Top of Dataset records

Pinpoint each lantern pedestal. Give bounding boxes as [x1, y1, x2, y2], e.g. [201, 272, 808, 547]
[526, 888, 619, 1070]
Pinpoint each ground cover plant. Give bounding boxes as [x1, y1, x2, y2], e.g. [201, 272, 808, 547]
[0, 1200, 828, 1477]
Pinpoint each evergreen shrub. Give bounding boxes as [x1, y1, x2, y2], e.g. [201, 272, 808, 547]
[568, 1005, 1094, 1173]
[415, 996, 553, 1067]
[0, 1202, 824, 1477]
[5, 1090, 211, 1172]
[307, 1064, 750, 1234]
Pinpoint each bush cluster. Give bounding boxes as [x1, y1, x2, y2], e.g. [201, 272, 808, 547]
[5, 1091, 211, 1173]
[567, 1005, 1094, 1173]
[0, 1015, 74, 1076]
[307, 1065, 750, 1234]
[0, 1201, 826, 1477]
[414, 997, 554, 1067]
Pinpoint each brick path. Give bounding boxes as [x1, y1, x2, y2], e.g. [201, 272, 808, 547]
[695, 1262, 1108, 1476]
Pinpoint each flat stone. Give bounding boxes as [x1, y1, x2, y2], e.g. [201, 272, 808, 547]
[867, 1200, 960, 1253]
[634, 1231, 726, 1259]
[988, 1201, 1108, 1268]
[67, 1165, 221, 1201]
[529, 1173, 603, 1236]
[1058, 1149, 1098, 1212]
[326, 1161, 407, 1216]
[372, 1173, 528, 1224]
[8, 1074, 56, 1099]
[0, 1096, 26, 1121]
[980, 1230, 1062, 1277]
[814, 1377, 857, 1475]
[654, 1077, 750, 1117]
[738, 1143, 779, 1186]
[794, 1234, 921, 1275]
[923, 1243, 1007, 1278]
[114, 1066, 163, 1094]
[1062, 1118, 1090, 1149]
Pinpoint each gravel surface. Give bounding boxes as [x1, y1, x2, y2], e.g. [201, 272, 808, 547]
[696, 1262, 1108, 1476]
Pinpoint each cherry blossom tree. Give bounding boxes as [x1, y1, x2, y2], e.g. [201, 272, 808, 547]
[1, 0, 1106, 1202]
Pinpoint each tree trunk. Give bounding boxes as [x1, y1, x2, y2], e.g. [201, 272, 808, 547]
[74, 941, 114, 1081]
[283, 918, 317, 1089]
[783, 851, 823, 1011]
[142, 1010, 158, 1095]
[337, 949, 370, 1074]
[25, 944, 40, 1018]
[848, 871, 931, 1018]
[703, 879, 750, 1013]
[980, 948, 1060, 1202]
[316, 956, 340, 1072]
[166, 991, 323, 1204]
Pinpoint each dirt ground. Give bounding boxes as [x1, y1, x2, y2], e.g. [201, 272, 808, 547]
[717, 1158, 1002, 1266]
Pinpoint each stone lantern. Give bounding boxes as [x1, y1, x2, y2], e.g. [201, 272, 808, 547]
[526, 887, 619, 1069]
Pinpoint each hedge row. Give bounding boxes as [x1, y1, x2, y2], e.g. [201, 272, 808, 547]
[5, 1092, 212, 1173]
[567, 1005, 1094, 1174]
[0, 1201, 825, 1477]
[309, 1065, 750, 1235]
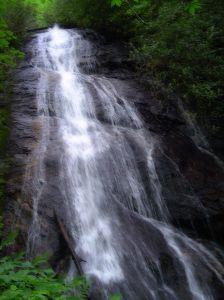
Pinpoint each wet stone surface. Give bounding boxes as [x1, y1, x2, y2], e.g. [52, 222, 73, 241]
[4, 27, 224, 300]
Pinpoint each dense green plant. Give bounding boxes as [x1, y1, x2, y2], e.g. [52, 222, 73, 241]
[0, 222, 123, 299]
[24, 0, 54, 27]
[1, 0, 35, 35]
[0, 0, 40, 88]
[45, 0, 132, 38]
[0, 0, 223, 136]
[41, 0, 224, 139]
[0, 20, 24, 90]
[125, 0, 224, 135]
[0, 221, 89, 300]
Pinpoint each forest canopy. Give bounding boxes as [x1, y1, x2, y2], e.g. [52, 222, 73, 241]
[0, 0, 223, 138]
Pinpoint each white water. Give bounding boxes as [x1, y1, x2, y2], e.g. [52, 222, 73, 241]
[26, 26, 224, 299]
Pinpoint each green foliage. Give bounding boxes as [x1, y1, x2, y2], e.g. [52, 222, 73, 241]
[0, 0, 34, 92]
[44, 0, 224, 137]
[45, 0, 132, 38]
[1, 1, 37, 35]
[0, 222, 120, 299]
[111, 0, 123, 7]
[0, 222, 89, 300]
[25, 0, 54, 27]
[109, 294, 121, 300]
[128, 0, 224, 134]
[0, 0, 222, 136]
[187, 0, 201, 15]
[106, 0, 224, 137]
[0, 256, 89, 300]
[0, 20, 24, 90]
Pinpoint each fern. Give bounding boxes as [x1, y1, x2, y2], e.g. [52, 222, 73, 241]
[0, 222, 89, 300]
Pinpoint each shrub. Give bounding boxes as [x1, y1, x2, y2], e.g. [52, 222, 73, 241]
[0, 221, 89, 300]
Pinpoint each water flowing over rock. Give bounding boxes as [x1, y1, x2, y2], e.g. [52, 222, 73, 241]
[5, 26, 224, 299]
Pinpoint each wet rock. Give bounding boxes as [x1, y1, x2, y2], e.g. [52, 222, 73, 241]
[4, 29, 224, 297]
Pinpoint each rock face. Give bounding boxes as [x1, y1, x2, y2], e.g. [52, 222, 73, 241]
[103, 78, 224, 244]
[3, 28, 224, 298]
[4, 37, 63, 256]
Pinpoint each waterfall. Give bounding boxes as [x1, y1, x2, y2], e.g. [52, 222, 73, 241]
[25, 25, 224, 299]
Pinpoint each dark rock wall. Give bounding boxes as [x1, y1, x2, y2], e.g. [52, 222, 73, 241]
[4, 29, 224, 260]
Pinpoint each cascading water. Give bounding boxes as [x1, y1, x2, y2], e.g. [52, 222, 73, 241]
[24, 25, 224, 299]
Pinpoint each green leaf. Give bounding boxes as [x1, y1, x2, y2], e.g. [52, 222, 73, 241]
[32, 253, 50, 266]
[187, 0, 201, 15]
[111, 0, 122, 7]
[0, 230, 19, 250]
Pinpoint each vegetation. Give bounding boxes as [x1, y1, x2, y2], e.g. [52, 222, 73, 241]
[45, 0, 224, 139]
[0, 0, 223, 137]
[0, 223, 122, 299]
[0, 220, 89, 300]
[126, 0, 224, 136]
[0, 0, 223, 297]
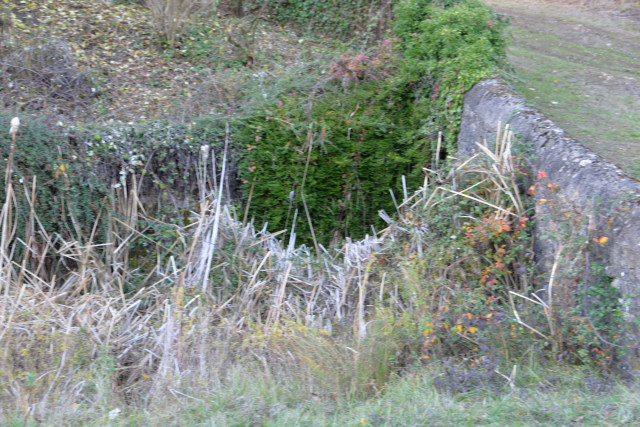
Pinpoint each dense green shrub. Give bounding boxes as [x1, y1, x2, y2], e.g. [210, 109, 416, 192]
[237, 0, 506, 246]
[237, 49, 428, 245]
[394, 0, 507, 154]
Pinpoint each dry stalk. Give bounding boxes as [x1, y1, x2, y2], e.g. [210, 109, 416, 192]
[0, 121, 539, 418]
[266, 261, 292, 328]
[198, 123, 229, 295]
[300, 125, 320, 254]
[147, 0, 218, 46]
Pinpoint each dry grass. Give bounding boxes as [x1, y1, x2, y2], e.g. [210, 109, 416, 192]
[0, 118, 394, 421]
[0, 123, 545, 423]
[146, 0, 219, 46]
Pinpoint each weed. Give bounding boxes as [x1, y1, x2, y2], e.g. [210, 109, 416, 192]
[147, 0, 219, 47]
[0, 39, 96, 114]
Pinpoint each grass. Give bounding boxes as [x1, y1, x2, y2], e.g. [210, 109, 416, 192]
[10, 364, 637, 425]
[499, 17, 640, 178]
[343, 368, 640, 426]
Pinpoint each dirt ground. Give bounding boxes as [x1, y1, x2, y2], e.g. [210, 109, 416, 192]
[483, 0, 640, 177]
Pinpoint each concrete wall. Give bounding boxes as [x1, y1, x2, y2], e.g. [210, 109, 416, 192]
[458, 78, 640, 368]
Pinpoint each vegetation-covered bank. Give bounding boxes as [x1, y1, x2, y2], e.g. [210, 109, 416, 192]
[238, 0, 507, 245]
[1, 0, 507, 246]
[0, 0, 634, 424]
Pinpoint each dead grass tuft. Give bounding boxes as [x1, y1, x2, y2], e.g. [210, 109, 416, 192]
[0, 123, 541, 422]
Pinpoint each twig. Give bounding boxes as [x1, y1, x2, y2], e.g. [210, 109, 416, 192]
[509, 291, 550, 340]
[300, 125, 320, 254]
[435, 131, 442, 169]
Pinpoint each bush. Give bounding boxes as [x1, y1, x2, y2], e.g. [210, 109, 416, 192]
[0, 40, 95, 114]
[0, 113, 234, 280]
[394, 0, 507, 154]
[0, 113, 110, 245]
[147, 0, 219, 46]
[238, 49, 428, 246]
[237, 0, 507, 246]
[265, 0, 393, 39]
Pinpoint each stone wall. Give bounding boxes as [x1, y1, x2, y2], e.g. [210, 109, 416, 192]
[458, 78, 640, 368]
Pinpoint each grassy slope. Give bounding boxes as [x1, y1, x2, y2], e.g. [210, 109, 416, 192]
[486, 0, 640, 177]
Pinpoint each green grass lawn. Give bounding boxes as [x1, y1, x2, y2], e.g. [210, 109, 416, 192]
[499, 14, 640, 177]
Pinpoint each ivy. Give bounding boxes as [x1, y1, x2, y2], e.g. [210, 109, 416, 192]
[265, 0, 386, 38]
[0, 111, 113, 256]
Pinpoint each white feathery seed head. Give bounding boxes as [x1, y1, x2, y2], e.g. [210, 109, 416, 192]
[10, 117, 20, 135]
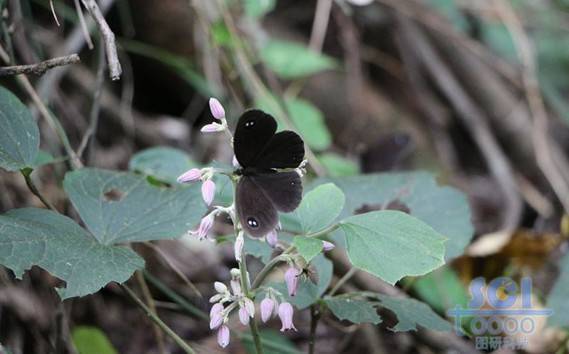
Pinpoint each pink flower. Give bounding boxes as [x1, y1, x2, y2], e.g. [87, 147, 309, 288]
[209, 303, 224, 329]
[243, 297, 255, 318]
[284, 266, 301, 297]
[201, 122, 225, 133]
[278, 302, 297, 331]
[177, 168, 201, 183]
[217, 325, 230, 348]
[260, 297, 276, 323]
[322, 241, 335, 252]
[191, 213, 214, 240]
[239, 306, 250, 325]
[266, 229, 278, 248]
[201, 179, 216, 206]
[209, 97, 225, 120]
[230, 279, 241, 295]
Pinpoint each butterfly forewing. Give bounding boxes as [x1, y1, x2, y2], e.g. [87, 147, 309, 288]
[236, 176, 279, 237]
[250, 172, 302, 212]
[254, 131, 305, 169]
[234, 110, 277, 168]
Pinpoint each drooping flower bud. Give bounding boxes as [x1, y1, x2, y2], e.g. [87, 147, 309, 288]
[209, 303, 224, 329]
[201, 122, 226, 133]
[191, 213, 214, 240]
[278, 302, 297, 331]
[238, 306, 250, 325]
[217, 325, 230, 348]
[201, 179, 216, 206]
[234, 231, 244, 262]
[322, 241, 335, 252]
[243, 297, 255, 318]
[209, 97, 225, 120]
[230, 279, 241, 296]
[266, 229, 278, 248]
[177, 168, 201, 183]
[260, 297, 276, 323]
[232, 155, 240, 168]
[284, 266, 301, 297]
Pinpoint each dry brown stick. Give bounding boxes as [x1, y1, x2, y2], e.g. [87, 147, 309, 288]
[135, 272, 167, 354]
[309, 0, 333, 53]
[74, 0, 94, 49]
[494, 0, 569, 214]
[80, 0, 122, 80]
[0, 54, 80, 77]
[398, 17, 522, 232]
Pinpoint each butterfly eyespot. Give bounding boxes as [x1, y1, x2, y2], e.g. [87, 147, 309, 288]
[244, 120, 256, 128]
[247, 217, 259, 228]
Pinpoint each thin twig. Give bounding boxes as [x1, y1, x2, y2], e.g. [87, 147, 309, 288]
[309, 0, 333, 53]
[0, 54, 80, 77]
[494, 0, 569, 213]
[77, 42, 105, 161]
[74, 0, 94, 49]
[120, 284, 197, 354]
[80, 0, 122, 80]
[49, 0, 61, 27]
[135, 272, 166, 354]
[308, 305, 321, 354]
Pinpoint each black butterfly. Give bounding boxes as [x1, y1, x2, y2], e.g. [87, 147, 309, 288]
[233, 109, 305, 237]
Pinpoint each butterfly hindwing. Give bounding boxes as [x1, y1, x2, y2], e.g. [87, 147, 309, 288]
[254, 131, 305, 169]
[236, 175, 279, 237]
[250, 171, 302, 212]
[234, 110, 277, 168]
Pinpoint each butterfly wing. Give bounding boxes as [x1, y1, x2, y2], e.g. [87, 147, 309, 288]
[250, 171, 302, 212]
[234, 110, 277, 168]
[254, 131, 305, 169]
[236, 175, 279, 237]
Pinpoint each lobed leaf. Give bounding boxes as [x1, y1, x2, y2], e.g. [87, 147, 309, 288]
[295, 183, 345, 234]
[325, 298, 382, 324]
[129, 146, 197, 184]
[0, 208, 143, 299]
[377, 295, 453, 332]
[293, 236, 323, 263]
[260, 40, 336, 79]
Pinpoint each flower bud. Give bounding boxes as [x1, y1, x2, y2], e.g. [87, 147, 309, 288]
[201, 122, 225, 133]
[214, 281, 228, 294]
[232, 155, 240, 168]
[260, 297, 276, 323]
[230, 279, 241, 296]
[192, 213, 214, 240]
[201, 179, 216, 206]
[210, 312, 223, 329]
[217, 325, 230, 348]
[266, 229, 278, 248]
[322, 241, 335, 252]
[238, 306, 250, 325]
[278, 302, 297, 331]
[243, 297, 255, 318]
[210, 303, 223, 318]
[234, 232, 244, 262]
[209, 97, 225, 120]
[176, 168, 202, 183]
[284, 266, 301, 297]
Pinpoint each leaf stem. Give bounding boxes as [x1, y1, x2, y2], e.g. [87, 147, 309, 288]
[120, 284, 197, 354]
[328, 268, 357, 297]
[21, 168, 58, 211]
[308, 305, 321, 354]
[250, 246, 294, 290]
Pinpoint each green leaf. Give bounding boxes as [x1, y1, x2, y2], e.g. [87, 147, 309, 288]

Bottom of Dataset records

What you will do —
Begin at the line containing "Pinpoint each flower" and reproduce each line through the end of the records above.

Solution for this exercise —
Pinpoint each flower bud. Give bounding boxes as [x1, y1, x2, y2], e.g. [87, 147, 309, 288]
[201, 122, 225, 133]
[214, 281, 228, 294]
[232, 155, 240, 168]
[260, 297, 276, 323]
[230, 279, 241, 296]
[192, 213, 214, 240]
[201, 179, 216, 206]
[210, 312, 223, 329]
[217, 325, 230, 348]
[266, 229, 278, 248]
[322, 241, 335, 252]
[238, 306, 250, 325]
[278, 302, 297, 331]
[243, 297, 255, 318]
[210, 303, 223, 318]
[234, 232, 244, 262]
[209, 97, 225, 120]
[176, 168, 202, 183]
[284, 266, 301, 297]
Pinpoint each leaf stem. Give bounding boxes as [x1, y1, x2, y2], e.g. [87, 147, 309, 288]
[120, 284, 197, 354]
[328, 268, 357, 297]
[21, 168, 58, 211]
[308, 305, 321, 354]
[250, 246, 294, 290]
Pinpoint each green leaf. Give bounding boxes as [x1, y1, x2, y2], e.g. [87, 147, 309, 288]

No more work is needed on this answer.